**WHAT TO WORK ON**
Rewrite the material from the line with "Placement rule: one point per instance of the orange scarf, set" up to and including the line with "column 838, row 546", replacing every "Query" with "Target" and leaving everything else unchanged.

* start EXCERPTED RECORDS *

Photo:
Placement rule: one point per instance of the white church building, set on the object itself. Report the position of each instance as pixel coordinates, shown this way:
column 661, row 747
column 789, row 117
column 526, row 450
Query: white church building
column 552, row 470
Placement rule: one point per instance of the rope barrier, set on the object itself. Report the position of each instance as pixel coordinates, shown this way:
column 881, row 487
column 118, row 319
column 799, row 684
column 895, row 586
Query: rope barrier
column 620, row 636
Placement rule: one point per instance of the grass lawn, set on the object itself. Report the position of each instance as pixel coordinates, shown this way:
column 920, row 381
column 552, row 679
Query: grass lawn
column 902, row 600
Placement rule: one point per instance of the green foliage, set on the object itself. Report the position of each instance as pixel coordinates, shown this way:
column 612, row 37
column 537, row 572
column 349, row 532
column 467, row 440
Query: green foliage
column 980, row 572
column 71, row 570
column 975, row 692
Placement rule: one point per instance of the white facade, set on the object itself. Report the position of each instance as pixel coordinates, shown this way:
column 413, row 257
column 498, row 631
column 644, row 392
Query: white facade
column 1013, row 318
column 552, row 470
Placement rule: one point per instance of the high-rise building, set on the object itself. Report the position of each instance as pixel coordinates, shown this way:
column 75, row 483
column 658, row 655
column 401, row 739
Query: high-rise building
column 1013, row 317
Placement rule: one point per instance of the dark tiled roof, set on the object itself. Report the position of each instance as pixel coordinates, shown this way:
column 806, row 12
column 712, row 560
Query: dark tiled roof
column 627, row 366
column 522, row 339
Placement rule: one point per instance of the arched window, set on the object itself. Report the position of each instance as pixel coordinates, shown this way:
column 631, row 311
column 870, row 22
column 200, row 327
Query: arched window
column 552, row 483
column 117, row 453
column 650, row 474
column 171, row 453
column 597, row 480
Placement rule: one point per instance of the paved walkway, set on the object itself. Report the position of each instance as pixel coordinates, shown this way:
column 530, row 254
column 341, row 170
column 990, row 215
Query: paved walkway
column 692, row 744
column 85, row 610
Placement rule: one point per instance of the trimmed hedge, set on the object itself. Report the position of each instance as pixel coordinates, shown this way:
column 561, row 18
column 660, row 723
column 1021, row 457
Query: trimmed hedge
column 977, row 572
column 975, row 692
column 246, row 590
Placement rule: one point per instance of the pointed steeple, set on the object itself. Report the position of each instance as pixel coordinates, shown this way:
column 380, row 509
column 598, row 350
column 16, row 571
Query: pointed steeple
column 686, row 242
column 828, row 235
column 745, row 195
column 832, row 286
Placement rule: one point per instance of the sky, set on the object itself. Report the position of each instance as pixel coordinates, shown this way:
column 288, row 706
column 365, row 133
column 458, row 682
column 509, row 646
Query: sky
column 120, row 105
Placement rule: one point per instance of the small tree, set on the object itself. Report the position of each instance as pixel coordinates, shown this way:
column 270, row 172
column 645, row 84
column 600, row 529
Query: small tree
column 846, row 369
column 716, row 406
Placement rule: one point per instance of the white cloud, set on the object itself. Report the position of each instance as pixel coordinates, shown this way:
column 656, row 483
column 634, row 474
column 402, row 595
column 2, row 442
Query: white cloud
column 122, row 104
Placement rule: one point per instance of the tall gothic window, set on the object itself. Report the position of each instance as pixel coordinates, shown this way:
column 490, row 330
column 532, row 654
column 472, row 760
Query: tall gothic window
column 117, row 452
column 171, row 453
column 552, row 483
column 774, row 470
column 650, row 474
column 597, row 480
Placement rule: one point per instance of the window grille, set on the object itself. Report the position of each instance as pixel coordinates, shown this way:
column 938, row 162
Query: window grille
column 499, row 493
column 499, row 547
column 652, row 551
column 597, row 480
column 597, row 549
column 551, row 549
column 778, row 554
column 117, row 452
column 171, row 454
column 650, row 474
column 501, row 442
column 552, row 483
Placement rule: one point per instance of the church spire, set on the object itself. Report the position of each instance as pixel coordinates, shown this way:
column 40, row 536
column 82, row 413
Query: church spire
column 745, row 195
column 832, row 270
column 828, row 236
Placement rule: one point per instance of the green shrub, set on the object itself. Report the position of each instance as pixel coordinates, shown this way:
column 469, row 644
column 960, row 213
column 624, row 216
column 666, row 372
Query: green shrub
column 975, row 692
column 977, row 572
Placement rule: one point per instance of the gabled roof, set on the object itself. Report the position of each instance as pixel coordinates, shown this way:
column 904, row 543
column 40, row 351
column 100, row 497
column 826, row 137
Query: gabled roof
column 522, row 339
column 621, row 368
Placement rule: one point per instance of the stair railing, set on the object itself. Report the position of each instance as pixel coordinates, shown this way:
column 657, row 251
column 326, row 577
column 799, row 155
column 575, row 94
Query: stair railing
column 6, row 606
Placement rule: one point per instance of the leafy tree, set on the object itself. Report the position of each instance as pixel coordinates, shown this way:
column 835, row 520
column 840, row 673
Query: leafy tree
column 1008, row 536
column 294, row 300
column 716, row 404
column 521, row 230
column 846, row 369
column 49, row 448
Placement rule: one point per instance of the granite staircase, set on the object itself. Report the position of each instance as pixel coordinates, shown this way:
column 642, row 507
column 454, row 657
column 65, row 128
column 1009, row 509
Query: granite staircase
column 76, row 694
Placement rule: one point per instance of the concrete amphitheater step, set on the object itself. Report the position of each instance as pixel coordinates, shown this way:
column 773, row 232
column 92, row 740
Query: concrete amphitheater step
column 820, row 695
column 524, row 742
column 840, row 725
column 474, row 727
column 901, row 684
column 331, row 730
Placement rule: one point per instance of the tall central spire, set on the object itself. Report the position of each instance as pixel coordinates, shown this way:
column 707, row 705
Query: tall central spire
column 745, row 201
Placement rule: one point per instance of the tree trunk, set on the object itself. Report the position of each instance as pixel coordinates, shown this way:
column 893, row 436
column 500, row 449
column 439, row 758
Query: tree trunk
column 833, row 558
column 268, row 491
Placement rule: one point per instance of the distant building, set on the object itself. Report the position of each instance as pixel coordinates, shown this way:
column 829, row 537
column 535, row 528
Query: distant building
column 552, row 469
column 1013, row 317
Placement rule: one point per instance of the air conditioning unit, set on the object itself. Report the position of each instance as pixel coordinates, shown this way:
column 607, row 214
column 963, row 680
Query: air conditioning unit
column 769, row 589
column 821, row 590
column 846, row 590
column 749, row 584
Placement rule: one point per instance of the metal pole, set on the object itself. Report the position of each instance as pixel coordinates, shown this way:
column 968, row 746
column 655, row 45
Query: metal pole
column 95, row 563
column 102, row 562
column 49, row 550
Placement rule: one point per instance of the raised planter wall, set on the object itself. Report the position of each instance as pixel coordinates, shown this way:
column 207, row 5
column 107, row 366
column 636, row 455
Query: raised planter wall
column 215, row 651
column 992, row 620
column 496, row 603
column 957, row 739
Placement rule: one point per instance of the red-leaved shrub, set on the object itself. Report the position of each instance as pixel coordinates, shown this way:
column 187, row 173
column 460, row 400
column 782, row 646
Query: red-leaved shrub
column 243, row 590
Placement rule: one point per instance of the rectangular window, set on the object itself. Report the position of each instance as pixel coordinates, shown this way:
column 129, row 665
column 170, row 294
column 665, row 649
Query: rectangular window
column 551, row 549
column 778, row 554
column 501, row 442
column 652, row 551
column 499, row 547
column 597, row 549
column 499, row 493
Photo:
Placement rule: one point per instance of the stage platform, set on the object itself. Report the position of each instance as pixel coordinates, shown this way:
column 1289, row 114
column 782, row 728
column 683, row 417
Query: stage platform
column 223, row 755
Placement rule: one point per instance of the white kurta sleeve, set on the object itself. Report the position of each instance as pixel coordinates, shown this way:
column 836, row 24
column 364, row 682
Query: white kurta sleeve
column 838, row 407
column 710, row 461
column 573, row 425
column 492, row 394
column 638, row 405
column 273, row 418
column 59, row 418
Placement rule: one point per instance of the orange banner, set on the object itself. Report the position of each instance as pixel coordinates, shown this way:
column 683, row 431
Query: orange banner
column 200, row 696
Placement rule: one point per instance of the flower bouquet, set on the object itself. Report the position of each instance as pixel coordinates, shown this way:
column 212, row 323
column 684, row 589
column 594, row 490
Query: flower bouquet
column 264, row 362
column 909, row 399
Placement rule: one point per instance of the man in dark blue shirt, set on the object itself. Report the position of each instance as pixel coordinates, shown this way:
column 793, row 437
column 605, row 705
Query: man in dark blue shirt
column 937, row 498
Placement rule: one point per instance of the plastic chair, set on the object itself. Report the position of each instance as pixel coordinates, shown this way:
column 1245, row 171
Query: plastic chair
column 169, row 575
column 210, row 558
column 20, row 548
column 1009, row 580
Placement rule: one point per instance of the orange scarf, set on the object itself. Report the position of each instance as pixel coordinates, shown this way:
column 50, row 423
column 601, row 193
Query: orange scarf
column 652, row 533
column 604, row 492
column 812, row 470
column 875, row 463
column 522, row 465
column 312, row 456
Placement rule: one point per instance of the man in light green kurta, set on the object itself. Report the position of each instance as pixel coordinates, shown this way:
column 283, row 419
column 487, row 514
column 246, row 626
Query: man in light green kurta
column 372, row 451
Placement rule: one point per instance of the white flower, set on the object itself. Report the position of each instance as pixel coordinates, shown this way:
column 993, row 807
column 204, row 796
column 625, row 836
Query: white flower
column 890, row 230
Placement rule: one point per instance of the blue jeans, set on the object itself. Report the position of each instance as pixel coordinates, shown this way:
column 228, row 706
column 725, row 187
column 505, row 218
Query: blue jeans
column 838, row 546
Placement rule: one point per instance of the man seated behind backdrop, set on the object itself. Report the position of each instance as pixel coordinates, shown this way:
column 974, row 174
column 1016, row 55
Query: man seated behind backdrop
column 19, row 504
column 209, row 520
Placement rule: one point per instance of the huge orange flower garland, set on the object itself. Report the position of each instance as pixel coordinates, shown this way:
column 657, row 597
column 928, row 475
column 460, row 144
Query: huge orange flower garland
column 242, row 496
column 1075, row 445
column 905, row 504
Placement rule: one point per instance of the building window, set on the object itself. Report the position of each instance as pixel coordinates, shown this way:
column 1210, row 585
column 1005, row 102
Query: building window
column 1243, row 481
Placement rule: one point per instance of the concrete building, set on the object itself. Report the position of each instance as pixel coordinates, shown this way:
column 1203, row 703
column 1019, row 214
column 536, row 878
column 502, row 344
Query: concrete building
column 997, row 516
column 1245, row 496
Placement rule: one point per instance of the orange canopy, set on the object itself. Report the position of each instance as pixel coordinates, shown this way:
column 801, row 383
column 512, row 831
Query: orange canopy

* end EXCERPTED RECORDS *

**SOLUTION**
Placement rule: one point per instance of the orange scarf, set on the object itself. Report the position of each instance as pixel coordinates, shown this way:
column 50, row 423
column 601, row 193
Target: orange scarf
column 652, row 533
column 604, row 492
column 812, row 470
column 875, row 463
column 522, row 465
column 312, row 456
Placement rule: one point per instance of the man in light green kurta, set on the object itself. Report the position of each instance as pixel coordinates, shown this way:
column 283, row 419
column 487, row 514
column 246, row 626
Target: man in light green kurta
column 372, row 451
Placement rule: one point per instance of the white flower, set on the object itself. Report the position of each instance as pixel coordinates, shown this way:
column 993, row 807
column 204, row 796
column 625, row 836
Target: white flower
column 890, row 230
Placement rule: one point per instance of the blue jeans, set on the object itself. Report the position of each instance as pixel coordinates, shown this way:
column 228, row 706
column 725, row 187
column 505, row 218
Target: blue jeans
column 838, row 546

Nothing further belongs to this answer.